- _Written problem_
Extend the PySpark random forest notebook past its final line.

- _Excerpt_
━━━━━━
In [1]:
sc

<pyspark.context.SparkContext at 0x7fbf710bf790>

In [2]:
from pyspark.sql import SQLContext
sqlc = SQLContext(sc)

## Random Forests

### Classification

In [6]:
from pyspark.mllib.tree import RandomForest, RandomForestModel
from pyspark.mllib.util import MLUtils

data = MLUtils.loadLibSVMFile(sc, 'sample_libsvm_data.txt')

trainingData, testData = data.randomSplit([0.7, 0.3])

labels = testData.map(lambda x: x.label)
features = testData.map(lambda x: x.features)

In [7]:
model = RandomForest.trainClassifier(trainingData, 
                                     numClasses=2, 
                                     categoricalFeaturesInfo={},
                                     numTrees=3, 
                                     featureSubsetStrategy="auto",
                                     impurity='gini', 
                                     maxDepth=4, 
                                     maxBins=32)

print(model.toDebugString())
━━━━━━
- _Record excerpts_
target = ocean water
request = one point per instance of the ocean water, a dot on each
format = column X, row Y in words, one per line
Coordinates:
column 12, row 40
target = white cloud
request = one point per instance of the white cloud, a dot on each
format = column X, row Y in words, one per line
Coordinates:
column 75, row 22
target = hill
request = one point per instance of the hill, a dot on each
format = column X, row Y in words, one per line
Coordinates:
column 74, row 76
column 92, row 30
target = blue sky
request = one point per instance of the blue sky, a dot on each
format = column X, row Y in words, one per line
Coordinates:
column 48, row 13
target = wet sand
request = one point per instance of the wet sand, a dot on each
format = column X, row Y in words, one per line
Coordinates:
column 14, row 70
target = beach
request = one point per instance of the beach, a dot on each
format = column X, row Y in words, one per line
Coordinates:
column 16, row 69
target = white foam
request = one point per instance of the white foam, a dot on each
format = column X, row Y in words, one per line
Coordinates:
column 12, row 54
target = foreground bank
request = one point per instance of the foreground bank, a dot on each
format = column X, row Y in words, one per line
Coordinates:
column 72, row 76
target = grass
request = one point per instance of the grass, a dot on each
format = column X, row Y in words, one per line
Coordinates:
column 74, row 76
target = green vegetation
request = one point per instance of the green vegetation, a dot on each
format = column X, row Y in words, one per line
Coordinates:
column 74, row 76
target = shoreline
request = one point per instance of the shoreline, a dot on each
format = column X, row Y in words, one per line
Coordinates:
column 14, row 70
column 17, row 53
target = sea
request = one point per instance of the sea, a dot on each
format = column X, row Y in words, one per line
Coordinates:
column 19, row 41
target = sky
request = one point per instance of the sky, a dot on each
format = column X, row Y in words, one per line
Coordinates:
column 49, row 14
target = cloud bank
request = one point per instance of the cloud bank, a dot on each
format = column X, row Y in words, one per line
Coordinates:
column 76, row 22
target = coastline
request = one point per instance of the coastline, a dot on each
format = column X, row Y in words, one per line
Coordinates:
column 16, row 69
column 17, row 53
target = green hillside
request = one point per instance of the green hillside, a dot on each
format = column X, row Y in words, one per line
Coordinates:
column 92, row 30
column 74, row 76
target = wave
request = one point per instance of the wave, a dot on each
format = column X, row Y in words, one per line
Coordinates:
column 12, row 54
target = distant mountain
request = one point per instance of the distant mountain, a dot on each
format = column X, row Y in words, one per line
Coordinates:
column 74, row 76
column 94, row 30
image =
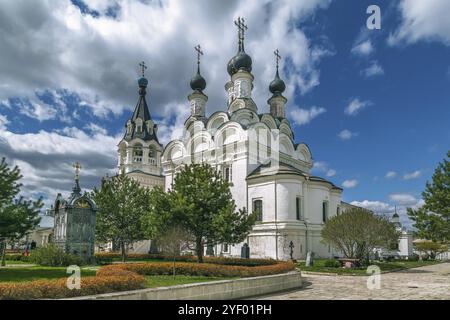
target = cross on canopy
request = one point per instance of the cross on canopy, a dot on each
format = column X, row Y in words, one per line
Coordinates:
column 77, row 167
column 199, row 52
column 240, row 23
column 277, row 57
column 143, row 67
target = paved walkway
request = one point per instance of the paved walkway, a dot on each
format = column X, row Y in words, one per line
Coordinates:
column 424, row 283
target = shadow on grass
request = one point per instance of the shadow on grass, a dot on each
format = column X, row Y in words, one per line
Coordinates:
column 36, row 273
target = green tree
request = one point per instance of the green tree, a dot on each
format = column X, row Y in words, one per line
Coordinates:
column 121, row 203
column 432, row 221
column 200, row 202
column 432, row 248
column 357, row 231
column 17, row 216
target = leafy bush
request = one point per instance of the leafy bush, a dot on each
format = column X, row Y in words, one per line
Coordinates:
column 105, row 257
column 331, row 263
column 57, row 289
column 199, row 269
column 52, row 256
column 413, row 257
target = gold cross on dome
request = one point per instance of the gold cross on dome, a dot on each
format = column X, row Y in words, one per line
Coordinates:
column 240, row 23
column 143, row 67
column 77, row 167
column 199, row 52
column 277, row 56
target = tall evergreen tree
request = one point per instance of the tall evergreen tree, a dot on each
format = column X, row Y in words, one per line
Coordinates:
column 432, row 221
column 200, row 202
column 17, row 216
column 121, row 203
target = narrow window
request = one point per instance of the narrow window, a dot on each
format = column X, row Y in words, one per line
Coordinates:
column 324, row 211
column 225, row 248
column 227, row 173
column 298, row 208
column 257, row 207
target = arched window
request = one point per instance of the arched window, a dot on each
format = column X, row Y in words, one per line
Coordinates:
column 324, row 211
column 137, row 153
column 257, row 207
column 152, row 155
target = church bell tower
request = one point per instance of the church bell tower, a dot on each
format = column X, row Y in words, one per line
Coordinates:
column 139, row 150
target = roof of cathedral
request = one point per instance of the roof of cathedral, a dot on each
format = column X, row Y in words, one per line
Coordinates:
column 142, row 112
column 241, row 61
column 267, row 169
column 277, row 86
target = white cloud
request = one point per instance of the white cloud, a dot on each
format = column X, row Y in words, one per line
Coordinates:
column 45, row 158
column 412, row 175
column 355, row 106
column 350, row 183
column 96, row 61
column 3, row 122
column 375, row 206
column 304, row 116
column 331, row 173
column 347, row 134
column 423, row 20
column 363, row 49
column 404, row 199
column 374, row 70
column 97, row 57
column 95, row 128
column 390, row 175
column 322, row 167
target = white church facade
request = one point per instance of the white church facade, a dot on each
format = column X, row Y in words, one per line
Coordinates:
column 269, row 172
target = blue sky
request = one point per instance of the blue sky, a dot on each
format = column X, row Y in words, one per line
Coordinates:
column 373, row 105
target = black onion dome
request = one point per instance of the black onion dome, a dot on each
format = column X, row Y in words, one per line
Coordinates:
column 142, row 82
column 277, row 86
column 241, row 61
column 198, row 83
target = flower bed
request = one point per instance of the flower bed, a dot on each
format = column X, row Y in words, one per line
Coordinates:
column 200, row 269
column 16, row 257
column 108, row 256
column 108, row 281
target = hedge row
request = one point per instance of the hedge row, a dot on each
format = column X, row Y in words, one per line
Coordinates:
column 199, row 269
column 16, row 257
column 115, row 280
column 188, row 258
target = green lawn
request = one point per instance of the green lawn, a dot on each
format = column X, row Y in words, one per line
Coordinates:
column 9, row 262
column 319, row 266
column 22, row 274
column 166, row 280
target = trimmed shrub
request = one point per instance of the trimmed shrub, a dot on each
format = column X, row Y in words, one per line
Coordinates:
column 413, row 257
column 52, row 256
column 106, row 257
column 121, row 280
column 331, row 263
column 17, row 257
column 199, row 269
━━━━━━
- _The reply_
TreeEnsembleModel classifier with 3 trees

  Tree 0:
    If (feature 412 <= 0.0)
     If (feature 378 <= 0.0)
      Predict: 0.0
     Else (feature 378 > 0.0)
      Predict: 1.0
    Else (feature 412 > 0.0)
     Predict: 0.0
  Tree 1:
    If (feature 490 <= 31.0)
     If (feature 549 <= 253.0)
      Predict: 0.0
     Else (feature 549 > 253.0)
      Predict: 1.0
    Else (feature 490 > 31.0)
     Predict: 1.0
  Tree 2:
    If (feature 462 <= 0.0)
     If (feature 549 <= 253.0)
      Predict: 0.0
     Else (feature 549 > 253.0)
      Predict: 1.0
    Else (feature 462 > 0.0)
     Predict: 1.0



In [8]:
predictions = model.predict(features)

labelsAndPredictions = labels.zip(predictions)

testErr = labelsAndPredictions.filter(lambda (v, p): v != p).count() / float(testData.count())
print('Test Error = ' + str(testErr))

Test Error = 0.0


### Regression

In [9]:
model = RandomForest.trainRegressor(trainingData, 
                                    categoricalFeaturesInfo={},
                                    numTrees=3, 
                                    featureSubsetStrategy="auto",
                                    impurity='variance', 
                                    maxDepth=4, 
                                    maxBins=32)

print(model.toDebugString())

TreeEnsembleModel regressor with 3 trees

  Tree 0:
    If (feature 406 <= 72.0)
     If (feature 293 <= 253.0)
      Predict: 0.0
     Else (feature 293 > 253.0)
      Predict: 1.0
    Else (feature 406 > 72.0)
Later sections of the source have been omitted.